- Problem to work on -
Leave every picture out and write out the records below exactly.

- Supplied material -
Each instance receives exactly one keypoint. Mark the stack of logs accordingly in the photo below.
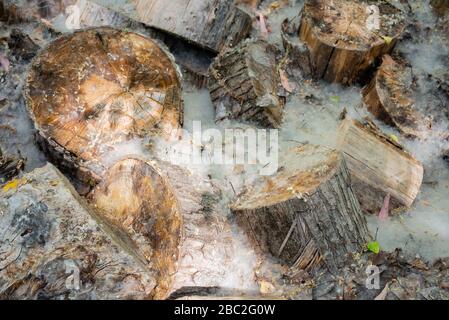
(92, 90)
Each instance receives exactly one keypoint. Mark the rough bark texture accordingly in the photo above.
(9, 166)
(172, 222)
(297, 51)
(47, 235)
(341, 46)
(139, 203)
(244, 84)
(378, 167)
(307, 214)
(60, 14)
(389, 98)
(93, 89)
(211, 24)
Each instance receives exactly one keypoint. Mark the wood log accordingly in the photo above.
(389, 98)
(170, 220)
(93, 89)
(53, 247)
(440, 7)
(378, 166)
(244, 84)
(212, 24)
(306, 213)
(342, 43)
(10, 166)
(137, 201)
(296, 50)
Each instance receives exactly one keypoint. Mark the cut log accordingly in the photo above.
(244, 84)
(347, 37)
(389, 98)
(379, 166)
(296, 50)
(306, 213)
(10, 167)
(93, 89)
(212, 24)
(170, 219)
(137, 201)
(52, 247)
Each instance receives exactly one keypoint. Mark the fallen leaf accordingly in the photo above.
(263, 26)
(374, 247)
(383, 214)
(275, 5)
(284, 81)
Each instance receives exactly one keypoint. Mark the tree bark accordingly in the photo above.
(379, 166)
(94, 89)
(244, 84)
(307, 214)
(296, 50)
(51, 243)
(139, 203)
(342, 47)
(389, 98)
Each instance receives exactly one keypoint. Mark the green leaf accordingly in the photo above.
(374, 247)
(335, 99)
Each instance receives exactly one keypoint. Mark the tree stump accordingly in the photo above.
(51, 247)
(211, 24)
(139, 203)
(346, 37)
(389, 98)
(93, 89)
(244, 84)
(305, 213)
(378, 166)
(10, 166)
(296, 50)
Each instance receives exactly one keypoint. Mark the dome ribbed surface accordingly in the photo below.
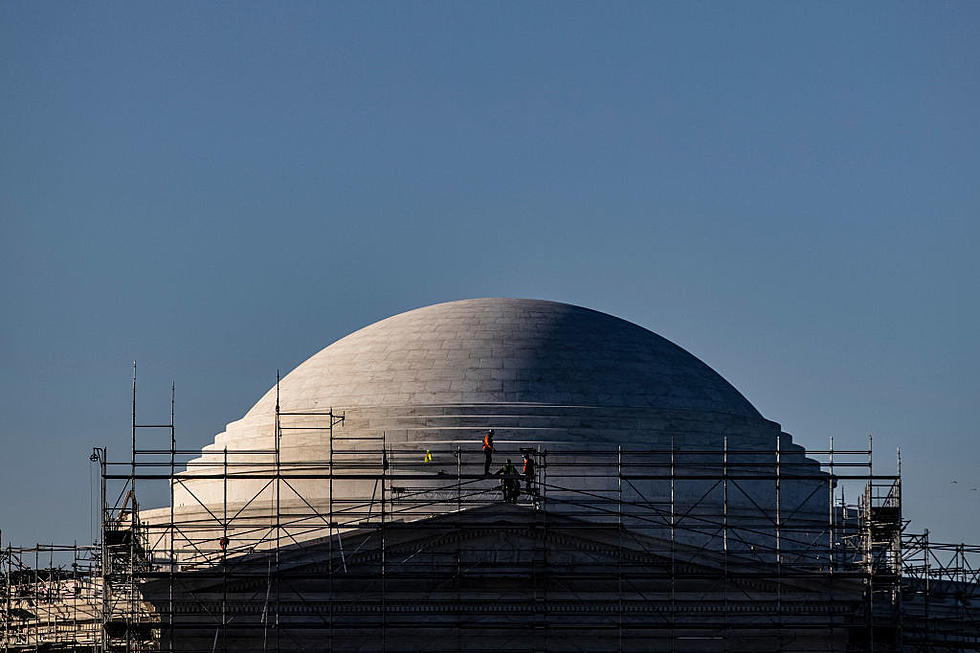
(499, 350)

- Right answer -
Each instance receives exactly one keypoint. Mark the stack of logs accordingly in the photo below.
(92, 90)
Each instance receives exactly one keypoint. Mark the rough bark texture accordingly in the photo above.
(9, 166)
(172, 222)
(297, 51)
(47, 235)
(341, 46)
(139, 203)
(244, 84)
(378, 167)
(307, 214)
(60, 14)
(389, 98)
(93, 89)
(211, 24)
Each instance receives exactly one keypoint. Mark the wood log accordingly in the photo above.
(389, 98)
(170, 220)
(93, 89)
(53, 247)
(440, 7)
(378, 166)
(244, 84)
(212, 24)
(306, 213)
(342, 43)
(10, 166)
(137, 201)
(296, 50)
Each instance receives exactly one keypoint. Mark the cut log accordingly in the photo above.
(244, 84)
(347, 37)
(389, 98)
(379, 166)
(296, 50)
(306, 213)
(10, 167)
(93, 89)
(212, 24)
(170, 219)
(137, 201)
(52, 247)
Each instance receives exactly one keypoint. Mark the fallen leaf accordingly in the photo above.
(263, 26)
(374, 247)
(383, 214)
(275, 5)
(284, 81)
Each instance receives exactly one keypoint. Mark the tree bark accordingly in the photo above.
(379, 166)
(94, 89)
(244, 84)
(307, 214)
(296, 50)
(51, 243)
(139, 203)
(342, 47)
(389, 98)
Each instance receives exactly one keypoint. Mark the green leaf accordingly in the photo above.
(374, 247)
(335, 99)
Each instance receives exactly one keypoint. Mark the tree stump accordingly in the photo above.
(51, 247)
(211, 24)
(139, 203)
(346, 37)
(389, 98)
(93, 89)
(244, 84)
(305, 213)
(378, 166)
(10, 166)
(296, 50)
Each instance receives exactly one keypoint. Mark the dome ribbed surface accordingly in the photo below.
(499, 350)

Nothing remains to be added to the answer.